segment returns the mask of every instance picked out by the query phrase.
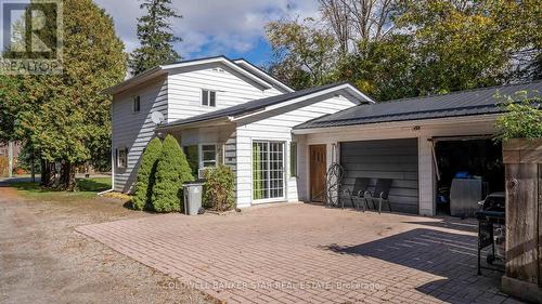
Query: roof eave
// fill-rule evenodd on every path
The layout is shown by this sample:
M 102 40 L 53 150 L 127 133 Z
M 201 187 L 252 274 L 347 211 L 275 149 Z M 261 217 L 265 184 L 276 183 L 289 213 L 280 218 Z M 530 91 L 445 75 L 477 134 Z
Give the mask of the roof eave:
M 225 125 L 225 124 L 231 124 L 233 118 L 231 116 L 221 116 L 209 120 L 191 121 L 188 123 L 182 123 L 182 121 L 171 124 L 166 123 L 156 127 L 156 131 L 176 131 L 176 130 L 194 129 L 202 127 Z
M 494 121 L 502 113 L 498 114 L 478 114 L 467 116 L 450 116 L 441 118 L 426 118 L 414 120 L 400 120 L 400 121 L 384 121 L 371 123 L 358 123 L 346 125 L 327 125 L 327 127 L 313 127 L 313 128 L 296 128 L 292 130 L 294 134 L 315 134 L 328 132 L 341 132 L 352 129 L 383 129 L 383 128 L 402 128 L 408 125 L 439 125 L 443 123 L 461 123 L 461 122 L 491 122 Z
M 286 92 L 295 92 L 296 90 L 292 89 L 291 87 L 288 87 L 287 84 L 283 83 L 282 81 L 280 81 L 279 79 L 272 77 L 271 75 L 262 71 L 260 68 L 256 67 L 255 65 L 253 65 L 250 62 L 247 62 L 245 60 L 235 60 L 233 61 L 235 64 L 241 64 L 241 65 L 244 65 L 246 66 L 247 68 L 249 68 L 250 70 L 253 70 L 254 72 L 260 75 L 261 77 L 264 77 L 267 78 L 268 80 L 272 81 L 274 84 L 276 84 L 278 87 L 284 89 Z

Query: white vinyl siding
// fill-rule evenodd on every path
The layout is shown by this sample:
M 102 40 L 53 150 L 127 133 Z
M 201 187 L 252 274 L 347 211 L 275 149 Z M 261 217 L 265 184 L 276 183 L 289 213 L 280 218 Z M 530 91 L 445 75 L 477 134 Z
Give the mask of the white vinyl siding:
M 247 124 L 240 121 L 237 125 L 236 138 L 236 173 L 237 173 L 237 206 L 247 207 L 253 203 L 253 142 L 254 141 L 274 141 L 284 142 L 286 151 L 285 163 L 289 163 L 289 143 L 293 140 L 292 128 L 314 119 L 317 117 L 337 113 L 339 110 L 354 106 L 356 104 L 343 98 L 333 97 L 313 104 L 300 106 L 288 106 L 284 108 L 283 114 L 273 117 L 262 117 L 256 122 L 251 122 L 257 118 L 253 118 Z M 299 153 L 299 151 L 298 151 Z M 299 154 L 301 157 L 302 154 Z M 289 166 L 285 167 L 288 172 L 286 182 L 285 199 L 287 201 L 298 200 L 297 181 L 299 179 L 289 177 Z M 305 176 L 304 176 L 305 177 Z
M 221 67 L 221 70 L 217 70 Z M 217 93 L 216 107 L 202 106 L 203 90 Z M 260 90 L 254 83 L 217 64 L 206 69 L 176 72 L 168 77 L 168 122 L 282 94 L 276 89 Z
M 140 96 L 140 111 L 133 113 L 134 96 Z M 143 149 L 155 136 L 152 111 L 167 117 L 167 82 L 165 78 L 140 85 L 130 92 L 114 96 L 112 113 L 113 160 L 117 148 L 128 148 L 126 168 L 114 168 L 114 185 L 117 191 L 131 191 L 138 173 Z

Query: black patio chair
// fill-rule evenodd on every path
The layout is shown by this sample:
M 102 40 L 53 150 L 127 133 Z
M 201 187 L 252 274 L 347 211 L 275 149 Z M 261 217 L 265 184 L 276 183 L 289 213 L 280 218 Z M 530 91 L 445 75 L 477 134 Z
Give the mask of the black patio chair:
M 356 183 L 353 184 L 353 189 L 345 189 L 345 194 L 350 197 L 350 201 L 352 202 L 352 207 L 360 209 L 360 204 L 362 206 L 363 212 L 365 212 L 365 209 L 367 208 L 366 201 L 365 201 L 365 194 L 367 194 L 367 188 L 369 188 L 369 183 L 371 182 L 370 179 L 366 177 L 356 177 Z M 358 203 L 354 203 L 354 201 L 358 201 Z M 343 203 L 344 206 L 344 203 Z
M 393 180 L 390 179 L 378 179 L 376 181 L 376 186 L 374 193 L 366 191 L 364 199 L 369 206 L 369 199 L 373 202 L 373 207 L 376 209 L 375 200 L 378 200 L 378 213 L 382 212 L 382 203 L 387 202 L 389 212 L 391 212 L 391 203 L 389 203 L 389 190 L 391 189 L 391 182 Z

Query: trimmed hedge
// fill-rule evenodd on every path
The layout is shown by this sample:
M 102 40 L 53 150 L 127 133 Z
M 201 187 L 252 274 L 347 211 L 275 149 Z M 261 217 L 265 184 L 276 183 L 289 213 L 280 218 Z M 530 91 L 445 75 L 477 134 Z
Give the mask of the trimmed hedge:
M 152 203 L 156 212 L 182 211 L 182 185 L 194 181 L 186 157 L 177 140 L 167 135 L 156 167 Z
M 136 210 L 152 209 L 151 197 L 156 180 L 156 167 L 162 155 L 162 142 L 159 138 L 152 140 L 143 153 L 138 171 L 138 182 L 132 199 Z
M 204 201 L 217 211 L 227 211 L 235 206 L 235 175 L 224 164 L 208 169 L 205 173 Z

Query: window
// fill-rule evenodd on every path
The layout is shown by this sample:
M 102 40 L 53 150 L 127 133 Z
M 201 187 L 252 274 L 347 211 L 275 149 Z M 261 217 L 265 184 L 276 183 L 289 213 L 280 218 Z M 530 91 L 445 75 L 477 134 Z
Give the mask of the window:
M 297 143 L 289 143 L 289 176 L 297 176 Z
M 117 149 L 117 168 L 126 169 L 128 166 L 128 148 Z
M 139 113 L 141 109 L 141 97 L 138 95 L 133 97 L 133 113 Z
M 217 92 L 209 90 L 202 90 L 202 106 L 216 107 Z
M 253 143 L 253 198 L 284 197 L 284 143 Z
M 217 145 L 199 146 L 199 169 L 217 166 Z

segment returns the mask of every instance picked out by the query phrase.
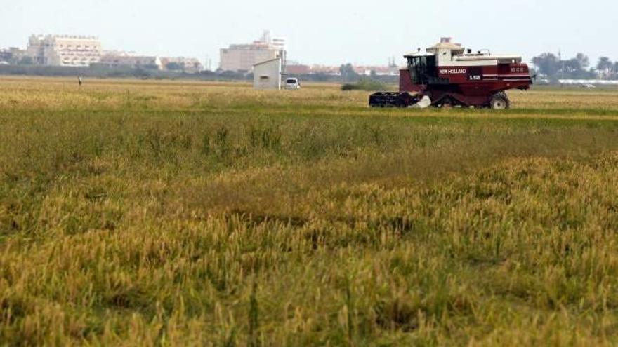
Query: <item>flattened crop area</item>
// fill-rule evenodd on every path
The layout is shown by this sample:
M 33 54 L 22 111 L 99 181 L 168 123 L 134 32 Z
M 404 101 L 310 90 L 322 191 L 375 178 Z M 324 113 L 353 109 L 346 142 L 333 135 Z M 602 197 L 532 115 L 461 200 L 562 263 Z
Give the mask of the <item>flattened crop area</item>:
M 618 90 L 367 94 L 0 79 L 0 341 L 618 343 Z

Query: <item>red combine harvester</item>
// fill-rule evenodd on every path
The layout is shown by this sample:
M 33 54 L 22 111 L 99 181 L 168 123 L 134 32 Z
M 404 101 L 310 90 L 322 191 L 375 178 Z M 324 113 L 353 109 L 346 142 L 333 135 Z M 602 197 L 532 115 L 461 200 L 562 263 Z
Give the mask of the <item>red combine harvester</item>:
M 508 109 L 506 90 L 525 90 L 532 84 L 528 66 L 518 55 L 492 55 L 466 50 L 443 38 L 440 43 L 405 56 L 408 68 L 400 72 L 399 92 L 369 97 L 374 107 L 429 106 Z

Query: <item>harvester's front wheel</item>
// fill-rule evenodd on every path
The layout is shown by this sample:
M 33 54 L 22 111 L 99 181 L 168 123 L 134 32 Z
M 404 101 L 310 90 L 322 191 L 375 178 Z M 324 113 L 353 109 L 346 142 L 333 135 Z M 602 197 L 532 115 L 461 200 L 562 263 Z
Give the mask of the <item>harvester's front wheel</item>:
M 511 101 L 506 93 L 498 93 L 489 100 L 489 107 L 492 109 L 507 109 L 511 107 Z

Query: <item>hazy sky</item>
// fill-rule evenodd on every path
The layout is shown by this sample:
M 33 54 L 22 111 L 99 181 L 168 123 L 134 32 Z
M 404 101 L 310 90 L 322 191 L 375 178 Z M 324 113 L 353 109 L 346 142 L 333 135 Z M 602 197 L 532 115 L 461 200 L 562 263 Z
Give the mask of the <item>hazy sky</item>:
M 105 50 L 209 57 L 257 39 L 288 41 L 306 64 L 386 64 L 453 36 L 473 49 L 577 52 L 618 60 L 616 0 L 0 0 L 0 47 L 33 33 L 96 35 Z

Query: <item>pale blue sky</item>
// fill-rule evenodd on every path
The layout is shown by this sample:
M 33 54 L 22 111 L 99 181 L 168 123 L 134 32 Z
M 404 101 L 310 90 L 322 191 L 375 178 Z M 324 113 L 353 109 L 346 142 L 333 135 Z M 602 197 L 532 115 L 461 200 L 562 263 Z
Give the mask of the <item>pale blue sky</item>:
M 385 64 L 440 36 L 474 49 L 618 60 L 616 0 L 0 0 L 0 47 L 32 33 L 96 35 L 104 49 L 206 56 L 257 39 L 288 40 L 303 63 Z

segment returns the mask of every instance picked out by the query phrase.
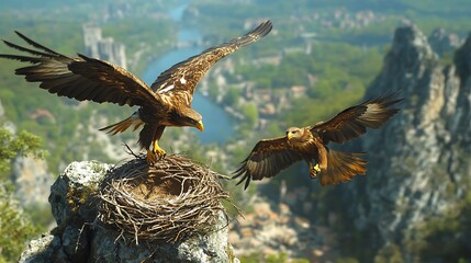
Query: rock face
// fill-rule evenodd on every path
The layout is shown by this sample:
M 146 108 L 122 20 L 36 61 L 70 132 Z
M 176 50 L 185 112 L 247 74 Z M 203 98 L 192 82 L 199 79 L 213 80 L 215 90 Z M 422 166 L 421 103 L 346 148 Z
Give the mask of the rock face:
M 430 224 L 462 224 L 456 215 L 471 186 L 471 35 L 444 66 L 416 26 L 397 28 L 367 98 L 399 89 L 402 111 L 359 140 L 369 171 L 349 185 L 347 209 L 366 247 L 397 248 L 411 262 L 430 237 Z M 452 240 L 471 240 L 466 235 Z
M 177 243 L 125 242 L 97 224 L 93 196 L 112 167 L 74 162 L 51 187 L 49 203 L 58 227 L 30 242 L 20 262 L 237 262 L 227 242 L 222 215 L 218 231 Z

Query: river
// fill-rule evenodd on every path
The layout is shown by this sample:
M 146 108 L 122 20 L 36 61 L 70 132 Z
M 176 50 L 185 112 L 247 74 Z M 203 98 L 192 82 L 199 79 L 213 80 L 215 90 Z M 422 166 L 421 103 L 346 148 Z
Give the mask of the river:
M 176 8 L 170 13 L 171 18 L 176 21 L 181 20 L 184 8 L 186 5 Z M 197 30 L 186 28 L 178 33 L 178 37 L 180 42 L 187 42 L 201 38 L 201 34 Z M 144 71 L 142 78 L 147 84 L 152 84 L 160 72 L 179 61 L 200 54 L 205 48 L 208 47 L 192 46 L 171 50 L 153 61 Z M 217 67 L 217 64 L 215 67 Z M 234 135 L 234 118 L 218 104 L 199 93 L 198 87 L 194 92 L 192 107 L 203 116 L 204 132 L 200 133 L 198 129 L 192 128 L 194 133 L 198 133 L 198 138 L 203 145 L 223 144 Z

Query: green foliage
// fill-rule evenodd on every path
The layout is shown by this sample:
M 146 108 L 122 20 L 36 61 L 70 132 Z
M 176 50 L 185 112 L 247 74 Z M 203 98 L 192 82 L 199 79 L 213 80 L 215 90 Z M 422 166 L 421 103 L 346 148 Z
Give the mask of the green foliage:
M 45 151 L 40 147 L 40 137 L 24 130 L 14 136 L 10 130 L 0 127 L 0 180 L 5 179 L 13 158 L 30 153 L 40 158 L 44 157 Z
M 0 262 L 15 262 L 25 241 L 37 233 L 27 214 L 0 184 Z
M 238 256 L 244 263 L 309 263 L 306 259 L 290 259 L 285 252 L 263 256 L 262 253 Z
M 38 225 L 32 224 L 27 214 L 14 199 L 7 176 L 13 158 L 27 155 L 44 156 L 40 147 L 41 140 L 37 136 L 24 130 L 15 136 L 10 130 L 0 128 L 0 262 L 16 261 L 24 242 L 42 230 L 41 227 L 35 227 Z
M 240 90 L 236 88 L 228 88 L 224 95 L 223 103 L 228 106 L 237 105 L 238 99 L 240 98 Z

————————

* **Problem**
Can you rescale the records starting at the line containing "Query: <item>hazy sky</item>" and ending at the line containing "M 385 64 L 440", repeating every line in that span (requests included) but multiplying each outline coordinate in the answers by 2.4 and rounding to whole numbers, halves up? Leave the request wording and the format samples unchanged.

* **The result**
Query: <item>hazy sky</item>
// fill-rule evenodd on every path
The layout is shown by this sample:
M 33 54 L 22 111 L 99 181 L 168 123 L 134 32 Z
M 404 101 L 310 90 L 322 191 L 375 178 Z M 324 113 L 353 109 L 346 142 L 333 135 Z M 602 197 L 532 115 L 461 200 L 562 263 Z
Give the mask of the <item>hazy sky</item>:
M 252 120 L 502 137 L 617 94 L 691 98 L 734 154 L 926 154 L 1087 86 L 1135 118 L 1385 125 L 1483 144 L 1478 0 L 0 0 L 0 113 L 79 79 L 230 84 Z

Query: <item>pale blue sky</item>
// fill-rule evenodd on every path
The layout is shown by this sample:
M 33 54 L 22 111 L 99 181 L 168 123 L 134 32 Z
M 404 101 L 310 90 L 322 191 L 375 178 Z M 324 113 L 353 109 L 346 142 L 333 135 Z M 602 197 L 532 115 L 461 200 L 562 263 Z
Give the mask of the <item>pale blue sky</item>:
M 924 154 L 1056 86 L 1138 118 L 1483 144 L 1478 0 L 0 0 L 0 113 L 77 79 L 230 84 L 250 118 L 494 134 L 617 94 L 691 96 L 727 151 Z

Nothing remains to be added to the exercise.